TRECHO DO TEXTO:
Evoluir ou Emocionar?

 

          Talvez "evoluir" seja perder cada vez mais o interesse, ter cada vez menos público interessado em assistir os desfiles,  vender cada vez menos CDs, dar cada vez menos audiência e etc.
          O carnaval perdeu popularidade nos últimos anos. Isso é um fato irrefutável.
          Não me interessa se a Liga mostra estatísticas dizendo que a cada ano chegam mais turistas e que todos os ingressos são vendidos. O Turista não é a base de uma escola de samba, é apenas um lucro imediato.  A base que sustenta uma escola é o seu povo ( o termo comunidade é contraditório e de várias interpretações). Sustenta o ano inteiro com seu trabalho, freqüentando ensaios, desfilando em alas importantes, comprando CDs e etc.
          Há muito tempo, essas pessoas estão sendo alijadas do ápice do espetáculo. São alijadas em detrimento do lucro imediato dos turistas. O resultado é que, apesar dos turistas continuarem chegando, as escolas perderam interessem aqui dentro. Tentem lembrar o espaço que as escolas tinham na mídia há 10 ou 15 anos atrás....E o  que sobra para elas hoje....Claro, a mídia existe para essas pessoas que vivem o dia a dia das escolas de samba, e não para o turista que chega apenas no dia de carnaval. Esse público, "consumidor do produto escola de samba" durante o ano inteiro, diminui sensivelmente.
          Nos últimos anos, as escolas de samba perderam espaço para o carnaval de outras partes do Brasil, especialmente para o carnaval da Bahia e para seus "filhotes" da região dos lagos.
          Tanto em um como em outro existem  elementos que escolas de samba estão perdendo há muito tempo: CALOR HUMANO, PARTICIPAÇÃO, INTERAÇÃO COM O ESPETÁCULO. Por mais que você esteja sem o Abadá e do lado de fora da corda, você pode sacudir os braços junto com o trio elétrico e etc.
          Podemos contestar a qualidade do "espetáculo" e o mal gosto das pessoas que estão ali, mas não o fato de que existe CALOR HUMANO e INTERAÇÃO.
          Ao contrário, nos últimos anos, as escolas de samba investem sistematicamente no espetáculo visual. A grande particularidade que diferencia o carnaval carioca de outros eventos de projeção internacional é o calor humano. Alegoria por alegoria, uma parada da Disney tem carros muito mais bonitos e com muito mais efeitos especiais que uma alegoria de escola de samba. Se o turista sai de seu país para vir até aqui é por causa do calor humano, do gingado da passista, da alegria do povo brasileiro e etc.
          Contraditoriamente, as escolas de samba se voltam para os turistas, mas deixam de lado o maior motivo deles virem para cá. Em outras palavras: SEM O CALOR HUMANO DO CARIOCA, NÃO EXISTIRÁ TURISTAS PARA PAGAR INGRESSOS.

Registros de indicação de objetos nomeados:
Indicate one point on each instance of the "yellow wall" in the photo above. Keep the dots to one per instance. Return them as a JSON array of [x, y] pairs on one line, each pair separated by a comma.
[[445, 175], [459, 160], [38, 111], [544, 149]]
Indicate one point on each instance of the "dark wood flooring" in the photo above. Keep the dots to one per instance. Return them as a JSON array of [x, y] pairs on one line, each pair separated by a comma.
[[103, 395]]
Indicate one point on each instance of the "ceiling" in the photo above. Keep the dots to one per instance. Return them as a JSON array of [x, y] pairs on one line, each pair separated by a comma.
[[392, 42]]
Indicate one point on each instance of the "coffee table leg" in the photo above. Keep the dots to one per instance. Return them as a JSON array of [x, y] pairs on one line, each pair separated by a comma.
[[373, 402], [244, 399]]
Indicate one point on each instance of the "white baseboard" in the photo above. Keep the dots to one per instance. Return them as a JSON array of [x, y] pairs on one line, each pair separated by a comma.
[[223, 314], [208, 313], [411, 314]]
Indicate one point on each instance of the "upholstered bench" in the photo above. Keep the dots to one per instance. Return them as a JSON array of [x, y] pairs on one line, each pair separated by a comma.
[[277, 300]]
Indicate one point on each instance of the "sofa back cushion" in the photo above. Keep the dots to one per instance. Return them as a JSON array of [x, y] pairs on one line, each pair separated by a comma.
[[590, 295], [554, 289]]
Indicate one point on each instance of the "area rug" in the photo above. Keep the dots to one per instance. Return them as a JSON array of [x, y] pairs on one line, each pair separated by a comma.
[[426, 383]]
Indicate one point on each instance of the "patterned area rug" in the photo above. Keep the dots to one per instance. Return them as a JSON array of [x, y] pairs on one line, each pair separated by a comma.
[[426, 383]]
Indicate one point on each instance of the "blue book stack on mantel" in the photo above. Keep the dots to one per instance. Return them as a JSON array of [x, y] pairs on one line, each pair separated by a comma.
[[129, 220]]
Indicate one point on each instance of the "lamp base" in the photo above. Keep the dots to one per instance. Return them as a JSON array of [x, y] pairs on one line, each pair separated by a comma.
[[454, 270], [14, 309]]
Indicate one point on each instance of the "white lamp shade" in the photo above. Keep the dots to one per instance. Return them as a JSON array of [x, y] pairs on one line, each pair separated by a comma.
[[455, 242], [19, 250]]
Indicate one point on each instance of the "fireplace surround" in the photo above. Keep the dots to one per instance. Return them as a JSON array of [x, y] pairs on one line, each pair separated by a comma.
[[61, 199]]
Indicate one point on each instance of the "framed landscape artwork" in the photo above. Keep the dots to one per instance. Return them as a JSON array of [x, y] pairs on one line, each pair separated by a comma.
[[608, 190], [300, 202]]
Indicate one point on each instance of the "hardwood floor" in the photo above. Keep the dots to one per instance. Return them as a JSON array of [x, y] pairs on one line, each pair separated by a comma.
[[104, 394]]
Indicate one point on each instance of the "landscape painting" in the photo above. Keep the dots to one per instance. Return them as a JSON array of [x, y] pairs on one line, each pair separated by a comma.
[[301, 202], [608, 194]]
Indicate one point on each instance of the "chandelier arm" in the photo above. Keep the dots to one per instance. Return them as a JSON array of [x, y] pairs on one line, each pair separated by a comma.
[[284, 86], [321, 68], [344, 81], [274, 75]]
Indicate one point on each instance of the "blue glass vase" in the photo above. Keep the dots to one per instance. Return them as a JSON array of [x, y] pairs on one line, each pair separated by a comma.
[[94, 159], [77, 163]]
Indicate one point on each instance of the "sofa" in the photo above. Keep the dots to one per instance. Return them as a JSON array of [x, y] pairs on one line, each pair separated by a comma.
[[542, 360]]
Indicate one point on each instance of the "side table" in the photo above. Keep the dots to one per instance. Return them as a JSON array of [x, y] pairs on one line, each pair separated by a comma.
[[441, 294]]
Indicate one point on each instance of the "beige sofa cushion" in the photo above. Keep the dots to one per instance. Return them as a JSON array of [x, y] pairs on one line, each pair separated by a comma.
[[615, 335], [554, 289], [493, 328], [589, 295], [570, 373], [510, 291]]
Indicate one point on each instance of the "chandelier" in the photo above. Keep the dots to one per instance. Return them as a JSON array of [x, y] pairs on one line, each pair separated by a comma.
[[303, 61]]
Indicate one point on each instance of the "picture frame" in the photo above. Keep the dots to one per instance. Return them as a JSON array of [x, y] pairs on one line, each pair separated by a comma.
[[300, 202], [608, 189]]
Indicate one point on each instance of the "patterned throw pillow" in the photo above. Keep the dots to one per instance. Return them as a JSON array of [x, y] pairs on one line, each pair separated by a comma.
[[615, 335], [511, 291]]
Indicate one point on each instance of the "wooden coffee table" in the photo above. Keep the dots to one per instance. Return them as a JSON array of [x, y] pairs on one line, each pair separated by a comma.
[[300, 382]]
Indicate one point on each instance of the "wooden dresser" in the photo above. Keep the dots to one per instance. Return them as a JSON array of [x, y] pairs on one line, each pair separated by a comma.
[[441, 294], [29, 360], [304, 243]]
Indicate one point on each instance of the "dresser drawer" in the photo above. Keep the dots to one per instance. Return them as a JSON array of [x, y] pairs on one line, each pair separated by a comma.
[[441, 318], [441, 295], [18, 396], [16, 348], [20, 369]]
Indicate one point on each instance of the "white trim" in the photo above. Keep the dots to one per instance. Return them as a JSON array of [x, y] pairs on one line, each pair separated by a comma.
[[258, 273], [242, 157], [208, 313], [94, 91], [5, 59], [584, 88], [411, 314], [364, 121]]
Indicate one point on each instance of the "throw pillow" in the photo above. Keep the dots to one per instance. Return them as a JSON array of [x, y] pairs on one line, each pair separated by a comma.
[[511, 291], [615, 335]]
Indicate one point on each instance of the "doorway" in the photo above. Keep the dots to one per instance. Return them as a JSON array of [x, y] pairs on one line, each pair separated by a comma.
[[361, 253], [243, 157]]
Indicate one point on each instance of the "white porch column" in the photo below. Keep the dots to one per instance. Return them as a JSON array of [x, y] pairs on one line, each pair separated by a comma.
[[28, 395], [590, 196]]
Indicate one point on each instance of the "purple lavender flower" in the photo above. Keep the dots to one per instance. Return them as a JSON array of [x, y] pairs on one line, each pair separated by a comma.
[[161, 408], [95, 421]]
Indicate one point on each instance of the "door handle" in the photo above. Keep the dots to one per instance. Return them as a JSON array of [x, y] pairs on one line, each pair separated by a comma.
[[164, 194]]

O QUE FAZER:
**A.** Explique, em uma a três frases, por que o texto sobre as escolas de samba afirma que o turista não é a base de uma escola de samba.
**B.** Prolongue o texto sobre as escolas de samba, escrevendo o trecho que viria logo após a sua última frase.
Os registros provêm de outra fonte.

RESPOSTAS POR TAREFA:
**A.** Porque o turista é apenas um lucro imediato. A base de uma escola é o seu povo, que a sustenta o ano inteiro com seu trabalho, frequentando ensaios, desfilando em alas importantes e comprando CDs.

**B.**
          "Evoluir". Muitas pessoas acham que toda "evolução" não deve ser questionada. O caminho está dado é só é possível seguir para frente. Ora, se você está caminhando rumo a um abismo, você não fecha os olhos e caminha até a queda inevitável. Você pára, percebe o erro, e procura corrigir esse caminho. Se o rumo que as escolas de samba estão seguindo está errado, é preciso, enquanto é tempo, parar, perceber onde está o erro, e buscar nas experiências bem sucedidas das próprias escolas as soluções para as suas correções.  Por que antes as escolas despertavam mais interesse? O que as escolas fizeram ( ou deixaram de fazer) para que esse interesse fosse perdido? O que nós podemos fazer para recuperar o que perdemos?
          Mas ao contrário, insistem no que vem dando errado. Investem em espetáculos paliativos como o astronauta de 2001 e sua versão travestida de piu-piu de 2002. Conseguem 15 minutos de mídia e alguns aplausos que apenas atrapalham. Atrapalham porque geram um sucesso ilusório. O Real problema não é tocado, mas o "sucesso" obtido pelas palhaçadas geram novos investimentos em paliativos, como foi a repetição patética do homem voador.
          O Astronauta, a batida funk,  e outras "novidades" paliativas, geram sucessos ilusórios e momentâneos. Não são nocivos porque não estão nos fundamentos do samba, e sim porque geram sucessos ilusórios, como se a solução para a falta de popularidade das escolas fosse todo ano inventar numa novidade que gerasse 10 minutos de aplausos.
          É preciso resgatar o que as escolas tinham de positivo  nos áureos tempos. Modernizar sim, evoluir é uma necessidade, novidades são sempre bem vindas, mas de maneira inteligente, corrigindo os equívocos. Ninguém quer engessar as escolas no passado, mas o futuro, não necessariamente, é formado por astronautas e outras baboseiras que virão por aí. É preciso buscar um futuro onde a participação popular seja resgatada, onde o calor humano seja priorizado, onde a base das escolas de samba, as pessoas que participam do quotidiano das agremiações, tenham espaço no ápice do espetáculo. Onde os CDs tenham novamente mercado consumidor, em outras palavras, resgatar o público que goste de ESCOLAS DE SAMBA por serem ESCOLAS DE SAMBA, e não assista escolas de samba porque existem ASTRONAUTAS VOANDO. ( astronautas e outras palhaçadas que virão)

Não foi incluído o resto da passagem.